*** Opening of Data section ***

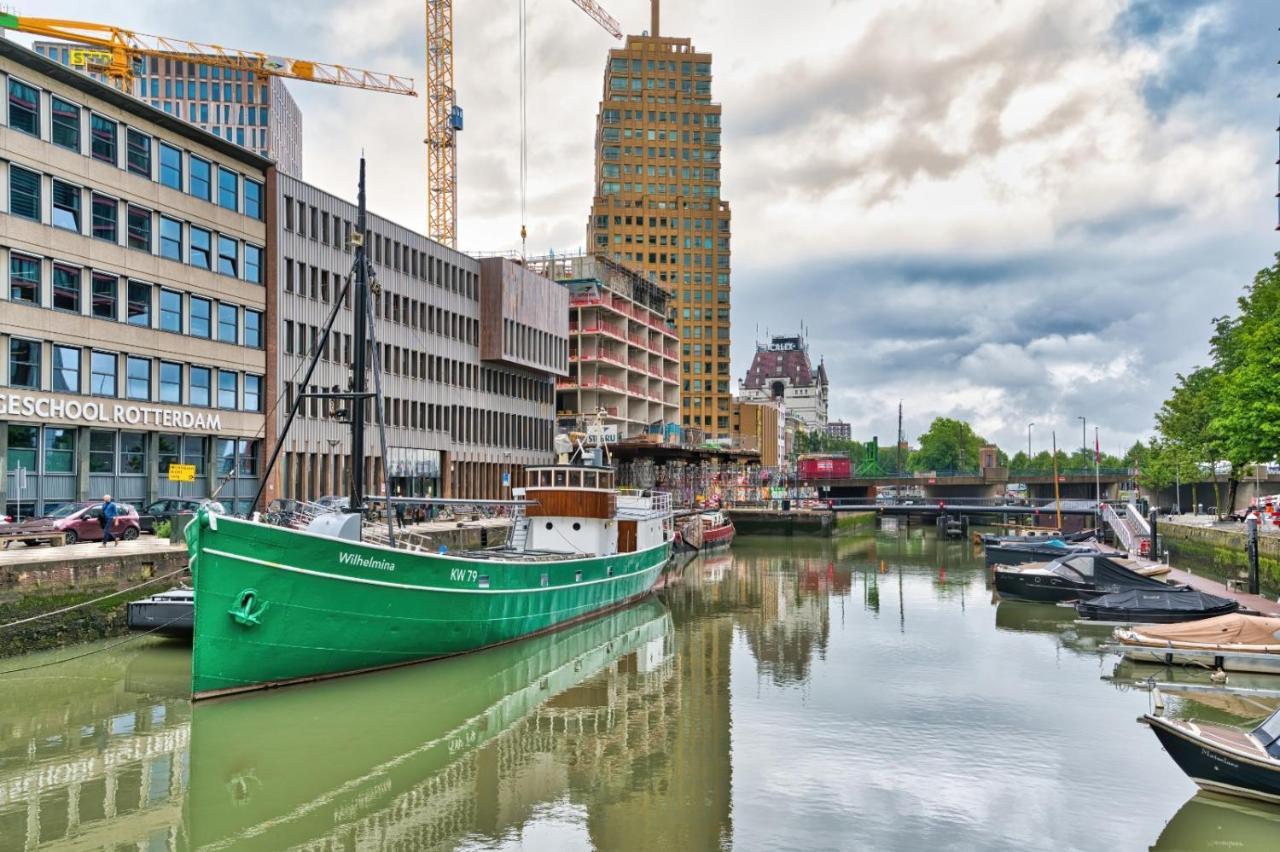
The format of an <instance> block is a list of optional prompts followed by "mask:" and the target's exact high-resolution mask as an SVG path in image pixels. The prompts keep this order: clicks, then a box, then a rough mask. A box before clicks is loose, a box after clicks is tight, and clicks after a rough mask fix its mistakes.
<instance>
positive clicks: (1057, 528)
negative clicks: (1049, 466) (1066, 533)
mask: <svg viewBox="0 0 1280 852" xmlns="http://www.w3.org/2000/svg"><path fill="white" fill-rule="evenodd" d="M1052 435H1053V505H1055V508H1056V509H1057V531H1059V532H1061V531H1062V498H1061V496H1060V494H1059V489H1057V431H1056V430H1055V431H1053V432H1052Z"/></svg>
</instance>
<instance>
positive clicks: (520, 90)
mask: <svg viewBox="0 0 1280 852" xmlns="http://www.w3.org/2000/svg"><path fill="white" fill-rule="evenodd" d="M526 10H527V9H526V0H520V257H521V260H524V258H525V257H526V256H527V239H529V229H527V228H525V221H526V220H527V217H526V212H527V198H529V120H527V107H526V105H527V102H529V47H527V42H529V19H527V17H526Z"/></svg>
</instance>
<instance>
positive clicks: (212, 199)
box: [191, 156, 214, 201]
mask: <svg viewBox="0 0 1280 852" xmlns="http://www.w3.org/2000/svg"><path fill="white" fill-rule="evenodd" d="M212 169H214V168H212V165H211V164H210V162H209V161H207V160H201V159H200V157H196V156H193V157H191V194H193V196H196V197H197V198H204V200H205V201H212V200H214V196H212V189H214V188H212V179H214V177H212Z"/></svg>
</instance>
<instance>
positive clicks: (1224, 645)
mask: <svg viewBox="0 0 1280 852" xmlns="http://www.w3.org/2000/svg"><path fill="white" fill-rule="evenodd" d="M1115 638H1116V641H1117V642H1120V645H1121V654H1123V655H1124V658H1125V659H1128V660H1134V661H1138V663H1160V664H1165V665H1174V664H1178V665H1203V667H1208V668H1215V669H1224V670H1226V672H1257V673H1263V674H1280V618H1268V617H1265V615H1245V614H1243V613H1230V614H1228V615H1217V617H1215V618H1206V619H1202V620H1196V622H1187V623H1179V624H1165V626H1144V627H1142V628H1125V627H1117V628H1116V631H1115Z"/></svg>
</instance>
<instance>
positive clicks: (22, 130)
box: [9, 77, 40, 137]
mask: <svg viewBox="0 0 1280 852" xmlns="http://www.w3.org/2000/svg"><path fill="white" fill-rule="evenodd" d="M9 127H12V128H13V129H15V130H22V132H23V133H29V134H31V136H36V137H38V136H40V92H37V91H36V87H35V86H27V84H26V83H23V82H20V81H17V79H14V78H13V77H10V78H9Z"/></svg>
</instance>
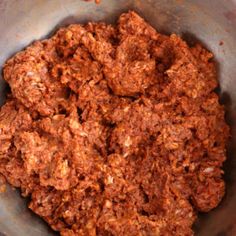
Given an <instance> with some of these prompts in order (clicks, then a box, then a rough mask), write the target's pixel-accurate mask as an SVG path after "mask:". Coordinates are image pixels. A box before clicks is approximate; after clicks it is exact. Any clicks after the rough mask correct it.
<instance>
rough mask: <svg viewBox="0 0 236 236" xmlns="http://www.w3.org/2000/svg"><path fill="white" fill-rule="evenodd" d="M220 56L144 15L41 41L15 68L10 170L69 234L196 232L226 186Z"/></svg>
mask: <svg viewBox="0 0 236 236" xmlns="http://www.w3.org/2000/svg"><path fill="white" fill-rule="evenodd" d="M212 57H213V55H212V53H210V52H208V51H207V50H206V49H204V48H203V47H202V46H201V45H196V46H194V47H189V46H188V45H187V44H186V43H185V42H184V41H183V40H182V39H181V38H180V37H178V36H176V35H171V36H166V35H162V34H160V33H158V32H157V31H156V30H155V29H153V28H152V27H151V26H150V25H149V24H148V23H146V22H145V21H144V20H143V19H142V18H141V17H140V16H138V15H137V14H136V13H134V12H128V13H126V14H122V15H121V16H120V18H119V20H118V23H117V25H114V26H112V25H107V24H105V23H88V24H86V25H79V24H74V25H70V26H68V27H67V28H62V29H60V30H59V31H58V32H57V33H56V34H55V35H54V36H53V37H52V38H50V39H46V40H42V41H36V42H34V43H33V44H32V45H30V46H29V47H28V48H26V49H25V50H24V51H21V52H19V53H17V54H16V55H15V56H14V57H12V58H11V59H10V60H8V61H7V62H6V64H5V65H4V70H3V75H4V79H5V80H6V81H7V83H8V84H9V86H10V88H11V94H9V96H8V99H7V101H6V103H5V105H4V106H3V107H2V108H1V111H0V173H1V174H2V175H4V176H5V178H6V179H7V181H8V182H9V183H10V184H11V185H13V186H14V187H19V188H20V189H21V191H22V195H23V196H28V197H29V198H30V204H29V208H30V209H31V210H32V211H34V212H35V213H36V214H38V215H39V216H40V217H42V218H43V219H44V220H45V221H46V222H47V223H48V224H49V225H50V226H51V227H52V228H53V229H54V230H56V231H59V232H60V234H61V235H63V236H72V235H86V236H87V235H90V236H94V235H101V236H103V235H104V236H105V235H114V236H118V235H127V236H137V235H163V236H167V235H170V236H171V235H175V236H178V235H179V236H183V235H192V234H193V231H192V229H191V227H192V224H193V223H194V221H195V219H196V215H197V212H198V211H202V212H207V211H210V210H211V209H213V208H215V207H216V206H217V205H218V204H219V202H220V201H221V199H222V197H223V195H224V189H225V184H224V181H223V180H222V174H223V171H222V169H221V167H222V163H223V162H224V160H225V158H226V155H225V145H226V141H227V138H228V135H229V129H228V126H227V125H226V123H225V120H224V107H223V106H221V105H220V104H219V102H218V96H217V95H216V93H215V92H214V90H215V88H216V87H217V86H218V84H217V78H216V69H215V65H214V63H213V62H212Z"/></svg>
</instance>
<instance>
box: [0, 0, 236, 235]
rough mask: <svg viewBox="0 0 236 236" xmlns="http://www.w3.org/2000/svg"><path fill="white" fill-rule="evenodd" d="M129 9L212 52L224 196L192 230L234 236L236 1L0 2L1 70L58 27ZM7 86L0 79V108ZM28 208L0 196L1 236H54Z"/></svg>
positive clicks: (22, 205)
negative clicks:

*** Close of Data section ***

**The problem**
Please return all of the entries word for word, excluding the pictures.

**Response box**
The format of an <instance> block is a list of optional prompts followed by "mask:" and the target's exact high-resolution mask as an SVG path in image pixels. The prompts keep this order: clicks, then a box, then a rough mask. A box before clicks is loose, a box after clicks is tight, and clicks after a rough mask fix its mistakes.
<instance>
positive clicks: (1057, 528)
negative clicks: (1049, 466) (1066, 533)
mask: <svg viewBox="0 0 1280 852" xmlns="http://www.w3.org/2000/svg"><path fill="white" fill-rule="evenodd" d="M1052 435H1053V505H1055V508H1056V509H1057V531H1059V532H1061V531H1062V498H1061V496H1060V494H1059V489H1057V431H1056V430H1055V431H1053V432H1052Z"/></svg>
</instance>
<instance>
positive clicks: (520, 90)
mask: <svg viewBox="0 0 1280 852" xmlns="http://www.w3.org/2000/svg"><path fill="white" fill-rule="evenodd" d="M526 10H527V9H526V0H520V257H521V260H524V258H525V257H526V256H527V239H529V229H527V228H525V221H526V220H527V217H526V212H527V198H529V120H527V107H526V105H527V102H529V47H527V42H529V19H527V17H526Z"/></svg>
</instance>
<instance>
positive clicks: (212, 199)
box: [191, 156, 214, 201]
mask: <svg viewBox="0 0 1280 852" xmlns="http://www.w3.org/2000/svg"><path fill="white" fill-rule="evenodd" d="M212 169H214V168H212V165H211V164H210V162H209V161H207V160H201V159H200V157H196V156H193V157H191V194H193V196H196V197H197V198H204V200H205V201H212V200H214V196H212V189H214V188H212V179H214V177H212Z"/></svg>
</instance>
<instance>
positive clicks: (1224, 645)
mask: <svg viewBox="0 0 1280 852" xmlns="http://www.w3.org/2000/svg"><path fill="white" fill-rule="evenodd" d="M1115 638H1116V641H1117V642H1120V645H1121V654H1123V655H1124V658H1125V659H1128V660H1134V661H1138V663H1160V664H1165V665H1174V664H1178V665H1203V667H1208V668H1215V669H1224V670H1226V672H1257V673H1263V674H1280V618H1268V617H1265V615H1245V614H1243V613H1230V614H1228V615H1217V617H1215V618H1206V619H1202V620H1196V622H1187V623H1179V624H1165V626H1144V627H1142V628H1125V627H1117V628H1116V631H1115Z"/></svg>
</instance>
<instance>
positive clicks: (22, 130)
box: [9, 77, 40, 137]
mask: <svg viewBox="0 0 1280 852" xmlns="http://www.w3.org/2000/svg"><path fill="white" fill-rule="evenodd" d="M9 127H12V128H13V129H15V130H22V132H23V133H29V134H31V136H36V137H38V136H40V92H37V91H36V87H35V86H27V84H26V83H23V82H20V81H17V79H14V78H13V77H10V78H9Z"/></svg>
</instance>
Given an <instance> with some of these prompts in order (clicks, then a box, then a rough mask), write the target's pixel-accurate mask as an SVG path after "mask:". Coordinates are image pixels. A box before clicks is approximate; after clicks it is exact. Any clicks after the rough mask correct it.
<instance>
rough mask: <svg viewBox="0 0 236 236" xmlns="http://www.w3.org/2000/svg"><path fill="white" fill-rule="evenodd" d="M220 56L144 15L41 41L15 68L10 170L69 234L196 232L226 186Z"/></svg>
mask: <svg viewBox="0 0 236 236" xmlns="http://www.w3.org/2000/svg"><path fill="white" fill-rule="evenodd" d="M212 57H213V55H212V53H210V52H208V51H207V50H206V49H204V48H203V47H202V46H201V45H196V46H194V47H189V46H188V45H187V44H186V43H185V42H184V41H183V40H182V39H181V38H180V37H178V36H176V35H171V36H166V35H162V34H160V33H158V32H157V31H156V30H155V29H153V28H152V27H151V26H150V25H149V24H148V23H146V22H145V21H144V20H143V19H142V18H141V17H140V16H138V15H137V14H136V13H134V12H128V13H126V14H122V15H121V16H120V18H119V20H118V23H117V25H114V26H112V25H107V24H105V23H88V24H86V25H79V24H74V25H70V26H68V27H67V28H62V29H60V30H59V31H58V32H57V33H56V34H55V35H54V36H53V37H52V38H50V39H46V40H42V41H36V42H34V43H33V44H32V45H30V46H29V47H28V48H26V49H25V50H24V51H21V52H19V53H17V54H16V55H15V56H14V57H12V58H11V59H10V60H8V61H7V62H6V64H5V65H4V70H3V75H4V79H5V80H6V81H7V83H8V84H9V86H10V88H11V94H9V96H8V99H7V101H6V103H5V105H4V106H3V107H2V108H1V111H0V173H1V174H2V175H4V176H5V178H6V179H7V181H8V182H9V183H10V184H11V185H13V186H14V187H19V188H20V189H21V191H22V195H23V196H28V197H29V198H30V204H29V208H30V209H31V210H32V211H34V212H35V213H36V214H38V215H39V216H40V217H42V218H43V219H44V220H45V221H46V222H47V223H48V224H49V225H50V226H51V227H52V228H53V229H54V230H56V231H59V232H60V234H61V235H63V236H72V235H86V236H87V235H90V236H94V235H101V236H103V235H104V236H105V235H114V236H118V235H127V236H137V235H163V236H167V235H170V236H171V235H175V236H178V235H179V236H183V235H192V234H193V231H192V229H191V227H192V224H193V223H194V221H195V219H196V215H197V212H198V211H202V212H207V211H210V210H211V209H213V208H215V207H216V206H217V205H218V204H219V202H220V201H221V199H222V197H223V195H224V189H225V184H224V181H223V180H222V174H223V171H222V169H221V167H222V163H223V162H224V160H225V158H226V155H225V145H226V141H227V138H228V135H229V129H228V126H227V125H226V123H225V120H224V107H223V106H221V105H220V104H219V102H218V96H217V95H216V93H215V92H214V90H215V88H216V87H217V86H218V84H217V78H216V69H215V65H214V63H213V62H212Z"/></svg>
</instance>
<instance>
box: [0, 0, 236, 235]
rough mask: <svg viewBox="0 0 236 236" xmlns="http://www.w3.org/2000/svg"><path fill="white" fill-rule="evenodd" d="M129 9L212 52L224 196L192 230L234 236L236 1L0 2L1 70L58 27ZM7 86L0 79V108ZM28 208L0 196L1 236H54Z"/></svg>
positive clicks: (22, 205)
negative clicks:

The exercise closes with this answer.